What you will do -> Print each record exactly, with no word added or removed.

(Referring expression data)

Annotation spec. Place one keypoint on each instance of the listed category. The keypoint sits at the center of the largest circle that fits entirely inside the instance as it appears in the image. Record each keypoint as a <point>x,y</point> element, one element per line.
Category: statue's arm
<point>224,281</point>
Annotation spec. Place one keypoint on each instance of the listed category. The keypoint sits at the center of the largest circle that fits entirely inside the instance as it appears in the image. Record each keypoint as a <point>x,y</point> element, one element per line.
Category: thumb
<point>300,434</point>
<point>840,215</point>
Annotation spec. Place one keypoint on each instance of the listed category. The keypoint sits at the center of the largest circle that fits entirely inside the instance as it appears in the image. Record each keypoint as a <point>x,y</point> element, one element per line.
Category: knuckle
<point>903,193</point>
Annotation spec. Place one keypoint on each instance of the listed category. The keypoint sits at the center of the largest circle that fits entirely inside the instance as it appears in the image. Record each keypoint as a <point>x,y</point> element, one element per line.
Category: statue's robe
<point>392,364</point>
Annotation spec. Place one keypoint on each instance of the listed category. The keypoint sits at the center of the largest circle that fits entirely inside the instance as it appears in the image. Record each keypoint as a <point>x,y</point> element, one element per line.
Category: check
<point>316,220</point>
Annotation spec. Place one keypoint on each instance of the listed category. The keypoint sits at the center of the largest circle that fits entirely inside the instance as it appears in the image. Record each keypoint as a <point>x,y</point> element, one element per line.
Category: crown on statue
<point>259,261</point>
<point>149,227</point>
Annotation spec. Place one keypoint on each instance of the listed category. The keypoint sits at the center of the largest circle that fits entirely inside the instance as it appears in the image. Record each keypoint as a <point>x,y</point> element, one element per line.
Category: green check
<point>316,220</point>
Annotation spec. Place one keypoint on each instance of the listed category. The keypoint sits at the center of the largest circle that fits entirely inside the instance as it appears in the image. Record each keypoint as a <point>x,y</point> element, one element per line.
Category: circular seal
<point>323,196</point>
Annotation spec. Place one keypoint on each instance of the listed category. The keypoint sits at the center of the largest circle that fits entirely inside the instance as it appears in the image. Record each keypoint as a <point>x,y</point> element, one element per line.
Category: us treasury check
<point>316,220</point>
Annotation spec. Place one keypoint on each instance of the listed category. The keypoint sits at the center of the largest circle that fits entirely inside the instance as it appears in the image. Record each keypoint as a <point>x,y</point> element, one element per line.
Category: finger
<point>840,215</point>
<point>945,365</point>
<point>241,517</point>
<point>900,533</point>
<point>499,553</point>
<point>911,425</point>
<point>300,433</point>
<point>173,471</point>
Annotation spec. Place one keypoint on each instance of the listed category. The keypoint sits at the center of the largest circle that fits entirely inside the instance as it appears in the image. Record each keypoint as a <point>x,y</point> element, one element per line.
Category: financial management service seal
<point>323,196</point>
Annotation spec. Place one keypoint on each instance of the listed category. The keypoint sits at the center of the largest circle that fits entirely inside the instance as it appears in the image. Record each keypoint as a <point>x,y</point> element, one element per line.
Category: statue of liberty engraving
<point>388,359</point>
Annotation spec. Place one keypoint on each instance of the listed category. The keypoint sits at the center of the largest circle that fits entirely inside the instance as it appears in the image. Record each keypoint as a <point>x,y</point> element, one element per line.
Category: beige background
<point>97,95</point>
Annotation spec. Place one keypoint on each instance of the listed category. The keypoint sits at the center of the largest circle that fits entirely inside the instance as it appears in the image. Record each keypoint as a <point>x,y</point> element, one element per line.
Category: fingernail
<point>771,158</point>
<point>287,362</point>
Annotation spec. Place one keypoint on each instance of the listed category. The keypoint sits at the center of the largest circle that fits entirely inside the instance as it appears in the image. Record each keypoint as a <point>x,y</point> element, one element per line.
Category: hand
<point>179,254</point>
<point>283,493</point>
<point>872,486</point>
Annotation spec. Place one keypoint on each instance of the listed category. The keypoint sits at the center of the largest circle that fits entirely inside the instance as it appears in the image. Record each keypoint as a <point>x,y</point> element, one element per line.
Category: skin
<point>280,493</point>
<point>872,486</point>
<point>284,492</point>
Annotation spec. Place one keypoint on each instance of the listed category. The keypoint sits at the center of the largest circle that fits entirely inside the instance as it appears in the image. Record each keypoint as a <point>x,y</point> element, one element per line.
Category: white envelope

Answer space ->
Annotation spec. Place one keypoint on each instance of the listed category. The keypoint sits at the center of the largest circle that fits entirely inside the instance as it appears in the image. Record each keypoint as a <point>x,y</point> element, one element per line.
Category: statue's arm
<point>224,281</point>
Annotation spec. Place one keypoint on each instance of the listed category. The keypoint sits at the center of the largest circle that fits entirely inside the instance as it appears in the image. Record each keypoint as a <point>x,y</point> element, one element per line.
Category: thumb
<point>300,434</point>
<point>840,215</point>
Annotation spec. Place one keypoint on each instance of the listed category. The keypoint sits at the center of the largest circle that fits entirely inside the instance as it appears in the image. Record each keypoint as a <point>x,y</point> element, one element per line.
Category: knuckle
<point>903,193</point>
Annotation spec. Place one keypoint on each instance of the listed category. The keypoint sits at the center of the largest circle that fits entirely inside the instance as it appears in the image. Record each keypoint as a <point>x,y</point> element, one element per line.
Category: statue's robe
<point>392,364</point>
Annotation spec. Place one keypoint on each instance of the listed category. The keypoint sits at the center of the largest circle that fits entirely inside the instance as it appears in the image. Record each keypoint as a <point>x,y</point> element, one element per line.
Category: check
<point>316,220</point>
Annotation spec. Place one keypoint on each instance of the listed category. The keypoint sits at the center of the largest circle that fits entirely inside the instance as it appears in the image. Record each keypoint as a <point>x,y</point> element, one element per line.
Category: crown on statue
<point>259,261</point>
<point>149,227</point>
Annotation spec. Place one keypoint on each instance of the listed category. The keypoint sits at the center of the largest circle that fits entirely inside the instance as it appears in the image. Record each keypoint as a <point>x,y</point> element, one element per line.
Category: green check
<point>316,220</point>
Annotation spec. Place one keypoint on each instance of the listed category. The keypoint sits at the center of the largest circle that fits entirely inside the instance as it appears in the image. Record each keypoint as a <point>x,y</point> element, one element per line.
Category: circular seal
<point>323,196</point>
Annotation spec. Place one keypoint on each instance of the listed category. The keypoint sits at the center of the largest circle that fits entirely inside the instance as it appears in the image. Record each keypoint as a <point>x,y</point> element, one element per line.
Category: us treasury check
<point>316,220</point>
Annotation spec. Place one keypoint on each instance of the listed category. The keypoint sits at the center of the largest circle that fits entirely inside the instance as it appears in the image. Record each keypoint as a <point>x,y</point> element, one element per line.
Category: finger
<point>840,215</point>
<point>945,365</point>
<point>241,517</point>
<point>900,533</point>
<point>499,553</point>
<point>911,425</point>
<point>300,433</point>
<point>173,471</point>
Annotation spec. Place one keypoint on each instance of the listed category. The keypoint sits at the center of the largest circle that fits entirely inside the instance as it appears in the image. Record each keypoint as a <point>x,y</point> element, one element per line.
Category: financial management service seal
<point>323,196</point>
Annotation spec. Place one keypoint on each instance of the listed category. The keypoint sits at the center of the largest circle that fits entirely inside the instance as it appears in the image. Record each keypoint as a <point>x,y</point> element, one element per line.
Category: statue of liberty engraving
<point>388,359</point>
Annotation spec. Place one keypoint on each instance of the listed category. The keypoint sits at the center of the largest circle that fits entirely inside the instance as it appears in the image. Record each keypoint as a <point>x,y</point> element, one element per line.
Category: beige background
<point>97,95</point>
Annotation spec. Place one keypoint on each instance of the listed category. The keypoint sits at the center of the largest circle that fits entirely inside the instance as it appears in the image. Record each keypoint as a <point>x,y</point> element, one element per line.
Category: fingernail
<point>771,158</point>
<point>287,362</point>
Annotation spec. Place one keypoint on each instance of the listed category. The keypoint sits at the center of the largest circle that fits entirely inside the instance as it appears in the image. Record each keypoint as a <point>x,y</point> element, one element per line.
Category: hand
<point>179,254</point>
<point>283,493</point>
<point>872,486</point>
Annotation spec. Place one keypoint on each instance of the listed category. The keypoint sits at the center of the largest circle that fits entirely inside the instance as it appears in the image. Record each keypoint as a <point>x,y</point> element, one element per line.
Category: skin
<point>280,493</point>
<point>872,486</point>
<point>284,492</point>
Annotation spec. Place one keypoint on each instance of the listed category. The keypoint sits at the center of the largest circle that fits entirely inside the instance as it appears in the image. Record each keypoint as a <point>x,y</point> element, one element per line.
Category: white envelope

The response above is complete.